Segment Open

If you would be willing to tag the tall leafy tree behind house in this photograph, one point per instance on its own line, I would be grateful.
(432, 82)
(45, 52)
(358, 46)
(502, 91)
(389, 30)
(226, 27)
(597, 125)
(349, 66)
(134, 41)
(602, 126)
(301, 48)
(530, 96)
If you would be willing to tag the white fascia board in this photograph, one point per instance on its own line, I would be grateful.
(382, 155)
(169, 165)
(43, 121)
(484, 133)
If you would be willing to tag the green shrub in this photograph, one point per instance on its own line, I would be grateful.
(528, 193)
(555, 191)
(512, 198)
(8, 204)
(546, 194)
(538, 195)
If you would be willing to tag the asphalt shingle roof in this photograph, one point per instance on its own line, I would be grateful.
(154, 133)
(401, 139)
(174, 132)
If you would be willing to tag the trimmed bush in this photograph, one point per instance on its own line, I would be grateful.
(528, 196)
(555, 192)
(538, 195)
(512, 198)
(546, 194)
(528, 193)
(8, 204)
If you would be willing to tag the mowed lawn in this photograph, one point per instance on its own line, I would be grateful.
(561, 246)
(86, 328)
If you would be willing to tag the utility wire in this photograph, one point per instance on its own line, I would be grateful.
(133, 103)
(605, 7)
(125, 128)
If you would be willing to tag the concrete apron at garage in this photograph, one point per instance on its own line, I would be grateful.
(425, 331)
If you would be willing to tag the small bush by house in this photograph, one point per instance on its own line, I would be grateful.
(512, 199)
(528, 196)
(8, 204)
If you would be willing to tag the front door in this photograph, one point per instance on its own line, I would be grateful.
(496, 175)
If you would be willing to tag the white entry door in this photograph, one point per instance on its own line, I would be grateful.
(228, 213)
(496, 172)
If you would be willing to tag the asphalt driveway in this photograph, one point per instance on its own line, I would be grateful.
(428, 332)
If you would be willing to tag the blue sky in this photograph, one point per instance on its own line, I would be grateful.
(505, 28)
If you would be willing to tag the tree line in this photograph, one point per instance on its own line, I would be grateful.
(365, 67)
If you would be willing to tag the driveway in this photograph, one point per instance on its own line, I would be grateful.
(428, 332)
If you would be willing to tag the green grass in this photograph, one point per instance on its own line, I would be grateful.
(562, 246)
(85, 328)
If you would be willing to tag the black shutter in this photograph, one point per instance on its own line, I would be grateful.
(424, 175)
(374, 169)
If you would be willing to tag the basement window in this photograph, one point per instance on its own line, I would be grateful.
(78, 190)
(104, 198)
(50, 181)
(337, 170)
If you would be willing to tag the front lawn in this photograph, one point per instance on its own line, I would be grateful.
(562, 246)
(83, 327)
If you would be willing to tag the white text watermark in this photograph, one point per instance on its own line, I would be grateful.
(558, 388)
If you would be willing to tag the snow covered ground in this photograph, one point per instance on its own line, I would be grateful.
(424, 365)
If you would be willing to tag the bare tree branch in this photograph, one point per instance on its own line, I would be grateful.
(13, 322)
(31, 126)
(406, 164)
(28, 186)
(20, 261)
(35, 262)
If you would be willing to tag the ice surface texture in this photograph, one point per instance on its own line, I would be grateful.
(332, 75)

Segment Closed

THE TASK: Reply with the lines from the one that contains "If you would be willing to tag the driveway" through the last line of the material above, copied exactly and nothing else.

RESULT:
If you would be willing to tag the driveway in this photograph, one point per instance on its own line, I would be grateful.
(428, 332)
If you would be willing to tag the green grass in this photograph, one point per instance on its own line, I would be grateful.
(562, 246)
(85, 328)
If you would be willing to tag the black shutter in this photograph, one point per instance on its own line, I would be grateful.
(424, 175)
(374, 169)
If you would be willing to tag the basement window in this photograph, one point per instance on its own line, I would be grateful.
(78, 190)
(104, 198)
(50, 181)
(337, 170)
If you would be willing to tag the front lawn in this photograph, one point per instance on its own line, I would be grateful.
(562, 246)
(83, 327)
If you would be willing to tag the white text watermark in this photograph, one point per instance on its own line, I would be grateful.
(558, 388)
If you would be willing to tag the snow covered ground in this photograph, one point per instance on its own line, I would be grateful.
(424, 365)
If you would be willing to tag the bare tree branch in this photograph, one point per instance on its own line, I would be grateful.
(13, 322)
(31, 126)
(406, 164)
(28, 186)
(20, 261)
(35, 262)
If you would be willing to tag the ice surface texture in this photograph, one point per instance on its own line, I would be grateful.
(332, 75)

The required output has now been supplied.